[[ PROVIDED INFORMATION open ]]
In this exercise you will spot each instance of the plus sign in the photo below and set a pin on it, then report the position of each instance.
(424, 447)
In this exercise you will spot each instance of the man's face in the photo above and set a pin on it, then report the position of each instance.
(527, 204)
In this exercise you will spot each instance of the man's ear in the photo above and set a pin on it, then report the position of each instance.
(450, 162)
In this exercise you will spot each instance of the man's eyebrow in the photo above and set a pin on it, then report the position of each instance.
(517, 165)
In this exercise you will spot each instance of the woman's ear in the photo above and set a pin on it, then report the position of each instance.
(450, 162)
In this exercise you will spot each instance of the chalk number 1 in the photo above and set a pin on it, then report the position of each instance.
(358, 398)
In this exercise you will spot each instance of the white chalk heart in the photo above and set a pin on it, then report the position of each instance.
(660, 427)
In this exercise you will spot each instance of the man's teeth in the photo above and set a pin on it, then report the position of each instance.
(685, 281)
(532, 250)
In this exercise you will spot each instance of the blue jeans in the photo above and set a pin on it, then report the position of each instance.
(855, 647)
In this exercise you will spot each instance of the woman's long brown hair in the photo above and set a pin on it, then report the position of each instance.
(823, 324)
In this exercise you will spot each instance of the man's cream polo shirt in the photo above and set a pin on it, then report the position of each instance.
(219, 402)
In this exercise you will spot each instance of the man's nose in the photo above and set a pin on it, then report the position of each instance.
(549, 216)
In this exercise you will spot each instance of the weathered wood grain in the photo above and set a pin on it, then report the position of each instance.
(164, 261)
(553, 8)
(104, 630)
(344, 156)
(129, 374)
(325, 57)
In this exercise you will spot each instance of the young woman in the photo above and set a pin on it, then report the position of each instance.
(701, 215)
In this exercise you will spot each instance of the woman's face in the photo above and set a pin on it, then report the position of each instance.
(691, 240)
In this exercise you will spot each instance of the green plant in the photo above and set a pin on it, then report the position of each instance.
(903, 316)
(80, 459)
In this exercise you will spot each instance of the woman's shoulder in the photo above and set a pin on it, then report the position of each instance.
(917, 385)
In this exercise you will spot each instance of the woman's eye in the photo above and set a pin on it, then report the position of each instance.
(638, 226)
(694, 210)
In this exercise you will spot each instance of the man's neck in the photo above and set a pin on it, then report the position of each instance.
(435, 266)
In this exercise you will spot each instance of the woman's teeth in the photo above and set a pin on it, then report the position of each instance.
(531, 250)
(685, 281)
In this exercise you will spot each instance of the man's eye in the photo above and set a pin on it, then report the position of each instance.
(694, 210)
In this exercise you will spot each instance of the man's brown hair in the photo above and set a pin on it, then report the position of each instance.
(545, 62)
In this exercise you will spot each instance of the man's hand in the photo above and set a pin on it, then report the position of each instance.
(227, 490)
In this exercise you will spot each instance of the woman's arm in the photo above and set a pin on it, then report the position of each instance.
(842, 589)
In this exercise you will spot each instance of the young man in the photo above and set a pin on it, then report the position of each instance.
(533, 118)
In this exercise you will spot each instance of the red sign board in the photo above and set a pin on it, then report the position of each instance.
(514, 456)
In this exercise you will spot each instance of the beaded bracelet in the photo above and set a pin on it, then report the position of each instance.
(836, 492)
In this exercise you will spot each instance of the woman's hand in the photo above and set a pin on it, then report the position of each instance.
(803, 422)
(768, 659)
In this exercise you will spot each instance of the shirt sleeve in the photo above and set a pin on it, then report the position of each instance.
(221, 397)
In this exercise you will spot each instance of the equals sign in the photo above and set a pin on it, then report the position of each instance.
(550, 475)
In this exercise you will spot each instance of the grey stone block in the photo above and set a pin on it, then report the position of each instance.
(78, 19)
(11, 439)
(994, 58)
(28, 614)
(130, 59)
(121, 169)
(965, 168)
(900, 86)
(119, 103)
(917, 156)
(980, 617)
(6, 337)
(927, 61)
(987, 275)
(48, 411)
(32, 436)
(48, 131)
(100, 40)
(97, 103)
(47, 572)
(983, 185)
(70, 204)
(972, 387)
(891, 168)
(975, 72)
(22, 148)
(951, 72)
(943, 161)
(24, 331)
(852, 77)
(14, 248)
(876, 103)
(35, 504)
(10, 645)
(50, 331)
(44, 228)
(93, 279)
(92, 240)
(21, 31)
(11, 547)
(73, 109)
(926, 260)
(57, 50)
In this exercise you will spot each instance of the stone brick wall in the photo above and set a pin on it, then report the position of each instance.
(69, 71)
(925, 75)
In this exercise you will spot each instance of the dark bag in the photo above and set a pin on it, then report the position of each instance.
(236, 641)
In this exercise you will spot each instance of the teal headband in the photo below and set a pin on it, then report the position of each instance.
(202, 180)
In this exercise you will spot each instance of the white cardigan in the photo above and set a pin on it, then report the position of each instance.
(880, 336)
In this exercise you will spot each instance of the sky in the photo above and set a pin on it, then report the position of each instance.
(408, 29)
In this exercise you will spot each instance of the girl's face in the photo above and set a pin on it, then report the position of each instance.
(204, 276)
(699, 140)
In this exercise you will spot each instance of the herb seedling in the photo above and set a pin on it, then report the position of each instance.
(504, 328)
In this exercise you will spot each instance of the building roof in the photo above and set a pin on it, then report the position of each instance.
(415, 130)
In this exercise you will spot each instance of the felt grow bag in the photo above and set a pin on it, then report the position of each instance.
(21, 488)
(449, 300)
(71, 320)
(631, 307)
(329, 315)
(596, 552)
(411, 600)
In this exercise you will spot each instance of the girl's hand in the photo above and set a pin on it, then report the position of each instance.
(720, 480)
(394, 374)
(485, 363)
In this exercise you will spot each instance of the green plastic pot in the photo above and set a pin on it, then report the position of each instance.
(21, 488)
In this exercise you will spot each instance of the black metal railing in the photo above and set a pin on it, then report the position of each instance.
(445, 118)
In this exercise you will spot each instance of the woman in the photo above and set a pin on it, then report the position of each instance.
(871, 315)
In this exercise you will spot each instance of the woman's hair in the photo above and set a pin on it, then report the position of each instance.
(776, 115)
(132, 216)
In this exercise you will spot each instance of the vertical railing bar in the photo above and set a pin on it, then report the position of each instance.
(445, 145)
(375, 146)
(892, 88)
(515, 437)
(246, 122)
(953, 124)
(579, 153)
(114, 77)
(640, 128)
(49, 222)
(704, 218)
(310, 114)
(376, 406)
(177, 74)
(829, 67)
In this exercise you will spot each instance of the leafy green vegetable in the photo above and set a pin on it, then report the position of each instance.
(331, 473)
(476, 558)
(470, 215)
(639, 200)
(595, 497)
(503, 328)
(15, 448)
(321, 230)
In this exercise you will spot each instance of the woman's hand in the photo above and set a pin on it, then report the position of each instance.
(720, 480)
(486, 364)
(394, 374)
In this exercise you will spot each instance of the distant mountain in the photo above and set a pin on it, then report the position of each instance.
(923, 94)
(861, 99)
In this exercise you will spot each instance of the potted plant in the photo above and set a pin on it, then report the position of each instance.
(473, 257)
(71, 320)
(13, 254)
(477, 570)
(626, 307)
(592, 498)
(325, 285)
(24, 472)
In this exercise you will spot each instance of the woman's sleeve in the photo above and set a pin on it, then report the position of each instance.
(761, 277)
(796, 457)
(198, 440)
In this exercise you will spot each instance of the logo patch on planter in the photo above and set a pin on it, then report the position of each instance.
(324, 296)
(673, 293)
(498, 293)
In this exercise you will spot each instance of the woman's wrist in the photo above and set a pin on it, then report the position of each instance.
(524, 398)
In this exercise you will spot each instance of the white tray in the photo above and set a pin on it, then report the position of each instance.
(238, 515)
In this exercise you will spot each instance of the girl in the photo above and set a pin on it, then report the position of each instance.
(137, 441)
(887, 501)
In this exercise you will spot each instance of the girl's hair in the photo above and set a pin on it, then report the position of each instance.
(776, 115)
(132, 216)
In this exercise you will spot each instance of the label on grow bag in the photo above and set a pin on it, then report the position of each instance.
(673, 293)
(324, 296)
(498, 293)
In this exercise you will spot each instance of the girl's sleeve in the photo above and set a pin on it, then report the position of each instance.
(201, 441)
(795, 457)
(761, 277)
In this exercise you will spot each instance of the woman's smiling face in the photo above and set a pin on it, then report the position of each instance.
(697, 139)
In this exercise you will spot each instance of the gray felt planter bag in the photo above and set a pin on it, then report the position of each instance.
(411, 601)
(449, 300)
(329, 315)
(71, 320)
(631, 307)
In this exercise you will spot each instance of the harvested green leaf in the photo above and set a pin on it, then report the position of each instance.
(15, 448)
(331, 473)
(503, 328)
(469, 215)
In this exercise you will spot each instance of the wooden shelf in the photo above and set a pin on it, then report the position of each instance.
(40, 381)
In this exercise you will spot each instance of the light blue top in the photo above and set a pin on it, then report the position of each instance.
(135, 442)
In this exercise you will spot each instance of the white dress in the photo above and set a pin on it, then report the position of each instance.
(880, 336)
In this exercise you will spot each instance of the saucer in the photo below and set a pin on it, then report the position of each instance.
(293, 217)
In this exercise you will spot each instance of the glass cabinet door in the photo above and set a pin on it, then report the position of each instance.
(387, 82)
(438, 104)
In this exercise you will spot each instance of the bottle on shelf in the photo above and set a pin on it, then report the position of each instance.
[[ PROVIDED INFORMATION closed ]]
* **ASSIGNMENT**:
Only one stretch of the data is wanted: the lines from the one with "In this exercise you will spot each instance of the light" through the last, repeated exactly.

* **EXPECTED ANSWER**:
In this exercise you will spot each instance of the light blue top in the photo above and set a pin on it, then report the position of each instance.
(135, 442)
In this exercise you will spot each instance of the white dress in the photo above and set a pin on it, then report the position of each instance.
(880, 336)
In this exercise you will spot each instance of the saucer in the photo below and set a pin on it, then report the position of each instance.
(293, 217)
In this exercise you will spot each instance of the glass cabinet door in the photo above and set a pin on it, then report the position of each instance.
(387, 82)
(438, 104)
In this exercise you will spot each instance of the bottle on shelf in the photo above and set a pin on it, then report the position of each instance.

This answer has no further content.